Directions: Repeat back the listing below, word for word and in full.

Supplied data:
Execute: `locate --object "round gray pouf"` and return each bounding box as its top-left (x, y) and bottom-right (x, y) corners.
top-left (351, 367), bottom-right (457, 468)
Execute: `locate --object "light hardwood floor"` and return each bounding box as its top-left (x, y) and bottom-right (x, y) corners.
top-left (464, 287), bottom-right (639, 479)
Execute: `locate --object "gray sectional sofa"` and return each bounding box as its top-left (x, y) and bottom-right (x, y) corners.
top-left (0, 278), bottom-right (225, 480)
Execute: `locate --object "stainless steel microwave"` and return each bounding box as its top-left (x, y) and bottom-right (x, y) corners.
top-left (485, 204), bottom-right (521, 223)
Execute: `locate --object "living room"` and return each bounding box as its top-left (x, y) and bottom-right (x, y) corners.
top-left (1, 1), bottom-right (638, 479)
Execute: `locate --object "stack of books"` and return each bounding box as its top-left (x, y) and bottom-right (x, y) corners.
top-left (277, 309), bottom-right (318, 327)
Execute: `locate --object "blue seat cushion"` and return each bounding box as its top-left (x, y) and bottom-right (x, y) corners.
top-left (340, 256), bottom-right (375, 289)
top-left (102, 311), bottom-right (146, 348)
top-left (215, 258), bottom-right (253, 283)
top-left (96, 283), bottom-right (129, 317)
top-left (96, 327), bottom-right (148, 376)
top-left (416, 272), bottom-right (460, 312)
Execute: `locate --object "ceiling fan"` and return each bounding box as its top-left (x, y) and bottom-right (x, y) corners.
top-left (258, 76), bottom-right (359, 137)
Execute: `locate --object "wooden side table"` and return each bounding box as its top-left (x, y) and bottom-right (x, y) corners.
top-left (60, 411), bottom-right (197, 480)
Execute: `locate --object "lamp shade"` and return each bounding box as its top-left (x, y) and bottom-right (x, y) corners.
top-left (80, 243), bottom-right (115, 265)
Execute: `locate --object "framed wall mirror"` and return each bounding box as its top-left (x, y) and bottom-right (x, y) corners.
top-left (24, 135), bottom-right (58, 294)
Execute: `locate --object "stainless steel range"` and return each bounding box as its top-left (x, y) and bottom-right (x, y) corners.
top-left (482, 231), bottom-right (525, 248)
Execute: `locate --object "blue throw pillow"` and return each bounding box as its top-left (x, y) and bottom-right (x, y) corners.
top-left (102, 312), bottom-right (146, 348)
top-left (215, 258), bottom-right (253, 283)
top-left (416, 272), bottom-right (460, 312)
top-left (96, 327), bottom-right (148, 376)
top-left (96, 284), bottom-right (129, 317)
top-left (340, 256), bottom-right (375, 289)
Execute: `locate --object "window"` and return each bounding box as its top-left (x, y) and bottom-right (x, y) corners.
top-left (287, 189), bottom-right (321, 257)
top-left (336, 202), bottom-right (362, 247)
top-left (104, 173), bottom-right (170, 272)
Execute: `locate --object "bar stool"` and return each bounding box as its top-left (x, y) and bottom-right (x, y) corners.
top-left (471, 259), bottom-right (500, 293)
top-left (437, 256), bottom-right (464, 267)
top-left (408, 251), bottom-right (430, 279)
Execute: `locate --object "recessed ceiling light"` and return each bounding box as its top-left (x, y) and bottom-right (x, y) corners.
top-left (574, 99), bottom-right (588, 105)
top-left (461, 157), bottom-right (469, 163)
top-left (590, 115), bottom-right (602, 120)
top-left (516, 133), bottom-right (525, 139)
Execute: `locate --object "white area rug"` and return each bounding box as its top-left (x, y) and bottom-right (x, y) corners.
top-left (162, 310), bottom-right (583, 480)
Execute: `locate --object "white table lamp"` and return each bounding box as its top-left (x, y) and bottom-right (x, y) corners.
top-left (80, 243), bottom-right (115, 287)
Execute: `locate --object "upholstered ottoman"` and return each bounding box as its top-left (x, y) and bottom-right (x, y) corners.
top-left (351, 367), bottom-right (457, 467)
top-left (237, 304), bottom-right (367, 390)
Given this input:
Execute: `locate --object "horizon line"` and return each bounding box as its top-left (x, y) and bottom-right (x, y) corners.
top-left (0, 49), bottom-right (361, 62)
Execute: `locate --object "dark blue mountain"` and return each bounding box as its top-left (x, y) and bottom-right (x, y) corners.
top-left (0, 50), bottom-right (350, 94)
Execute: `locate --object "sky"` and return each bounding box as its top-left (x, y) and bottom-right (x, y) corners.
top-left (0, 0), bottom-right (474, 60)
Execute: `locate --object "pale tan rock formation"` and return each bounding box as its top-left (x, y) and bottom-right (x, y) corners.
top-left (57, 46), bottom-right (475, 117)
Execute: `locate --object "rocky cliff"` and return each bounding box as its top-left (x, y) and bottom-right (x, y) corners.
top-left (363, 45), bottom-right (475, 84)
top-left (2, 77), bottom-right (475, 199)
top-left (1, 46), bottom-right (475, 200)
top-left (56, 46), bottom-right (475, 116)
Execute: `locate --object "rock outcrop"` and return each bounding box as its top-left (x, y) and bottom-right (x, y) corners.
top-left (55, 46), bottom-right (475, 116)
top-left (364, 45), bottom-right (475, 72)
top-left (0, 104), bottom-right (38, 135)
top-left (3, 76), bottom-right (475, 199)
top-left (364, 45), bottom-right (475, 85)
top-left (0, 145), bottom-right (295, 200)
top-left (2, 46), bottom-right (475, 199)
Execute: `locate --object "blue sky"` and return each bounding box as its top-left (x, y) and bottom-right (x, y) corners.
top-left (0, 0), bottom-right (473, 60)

Your solution:
Execute: `locate --object "round gray pouf"` and return each bounding box as its top-left (x, y) and bottom-right (x, y) corners.
top-left (351, 367), bottom-right (457, 468)
Execute: `locate --object "light hardwood floor"` and return each bounding box as its top-left (x, y) and bottom-right (x, y) corners.
top-left (464, 287), bottom-right (639, 479)
Execute: `locate --object "gray sectional sofa"` and return each bounding box as its top-left (x, y) and bottom-right (x, y) corners.
top-left (0, 278), bottom-right (225, 480)
Execute: `locate --object "stainless steel microwave"` and return each bounding box as its top-left (x, y) and bottom-right (x, y) corners.
top-left (485, 204), bottom-right (521, 223)
Execute: `locate --object "living room"` and return each bounding box as its top-left (x, y) and bottom-right (x, y) corners.
top-left (1, 1), bottom-right (638, 479)
Execute: `locate --object "stack of books"` and return each bounding box as its top-left (x, y) and bottom-right (x, y) corners.
top-left (277, 309), bottom-right (318, 327)
Execute: `locate --object "blue seat cushion"` and return each bounding box as its top-left (x, y) and bottom-right (x, y) corners.
top-left (340, 256), bottom-right (375, 289)
top-left (102, 311), bottom-right (146, 348)
top-left (215, 258), bottom-right (253, 283)
top-left (96, 283), bottom-right (129, 317)
top-left (96, 327), bottom-right (148, 376)
top-left (416, 272), bottom-right (460, 312)
Execute: `locate --object "ceiling fan"` and return each bounding box as its top-left (x, y) and bottom-right (x, y) corners.
top-left (258, 76), bottom-right (359, 137)
Execute: `locate --object "wooden side table"` and return each bounding box as its top-left (x, y) and bottom-right (x, y) corners.
top-left (60, 411), bottom-right (197, 480)
Execute: `locate --object "lamp shade"` and return each bounding box as its top-left (x, y) and bottom-right (x, y) corners.
top-left (80, 243), bottom-right (115, 265)
Execute: `locate --object "framed wall mirror"` and return each bounding box as its top-left (x, y) and bottom-right (x, y) corners.
top-left (24, 135), bottom-right (58, 294)
Execute: `locate --object "stainless steel range"` and return each bounding box as its top-left (x, y) and bottom-right (x, y) corners.
top-left (482, 231), bottom-right (525, 248)
Execute: `locate --object "blue throw pillow"` and return each bounding box as its top-left (x, y) and bottom-right (x, y) corners.
top-left (102, 312), bottom-right (146, 348)
top-left (215, 258), bottom-right (253, 283)
top-left (416, 272), bottom-right (460, 312)
top-left (96, 327), bottom-right (148, 376)
top-left (96, 284), bottom-right (129, 317)
top-left (340, 256), bottom-right (375, 289)
Execute: `locate --object "window"` and return each bounding box as its top-left (x, y) and bottom-right (x, y) corners.
top-left (287, 189), bottom-right (321, 257)
top-left (336, 202), bottom-right (362, 247)
top-left (104, 173), bottom-right (170, 272)
Execute: `locate --object "bar stool"` and return each bounding box as its top-left (x, y) and bottom-right (x, y) corners.
top-left (471, 259), bottom-right (500, 293)
top-left (437, 256), bottom-right (464, 267)
top-left (408, 251), bottom-right (430, 279)
Execute: `locate --object "recessed ceiling light"` and return each bounding box as its top-left (x, y) and bottom-right (x, y) corners.
top-left (574, 99), bottom-right (588, 105)
top-left (461, 157), bottom-right (469, 163)
top-left (590, 115), bottom-right (602, 120)
top-left (516, 133), bottom-right (525, 139)
Execute: `locate --object "white area rug"` and return each bounding box as its top-left (x, y) and bottom-right (x, y) corners.
top-left (162, 310), bottom-right (583, 480)
Execute: `locate --object "white table lamp"` and return each bounding box as its top-left (x, y) and bottom-right (x, y) corners.
top-left (80, 243), bottom-right (115, 287)
Execute: `locate --object "upholstered ottoman"` and return each bounding box as its top-left (x, y) and bottom-right (x, y) corners.
top-left (351, 367), bottom-right (457, 467)
top-left (237, 304), bottom-right (367, 390)
Given this input:
Execute: `locate --object "horizon line"` and return each bounding box as its top-left (x, y) and bottom-right (x, y) corners.
top-left (0, 49), bottom-right (361, 62)
Execute: `locate --object "dark blue mountain"` and return each bounding box as its top-left (x, y) and bottom-right (x, y) corners.
top-left (0, 50), bottom-right (350, 94)
Execute: `locate --object "sky"` and return each bounding box as its top-left (x, y) and bottom-right (x, y) corners.
top-left (0, 0), bottom-right (474, 60)
Execute: `locate --object "pale tan rock formation"` and return each bounding box as its top-left (x, y) and bottom-right (x, y) corners.
top-left (57, 46), bottom-right (475, 117)
Execute: `locate --object "rocky cliff"` and return each bounding box as its top-left (x, y) and bottom-right (x, y) corners.
top-left (363, 45), bottom-right (475, 84)
top-left (2, 77), bottom-right (475, 199)
top-left (1, 46), bottom-right (475, 200)
top-left (56, 46), bottom-right (475, 116)
Execute: `locate --object "rock outcrop"` and return each bounding box as its top-left (x, y) and bottom-right (x, y) corners.
top-left (55, 46), bottom-right (475, 116)
top-left (364, 45), bottom-right (475, 72)
top-left (0, 104), bottom-right (38, 135)
top-left (3, 76), bottom-right (475, 199)
top-left (364, 45), bottom-right (475, 85)
top-left (0, 145), bottom-right (295, 200)
top-left (2, 46), bottom-right (475, 199)
Execute: `locate --object "blue sky"` and return each bounding box as its top-left (x, y) and bottom-right (x, y) corners.
top-left (0, 0), bottom-right (473, 60)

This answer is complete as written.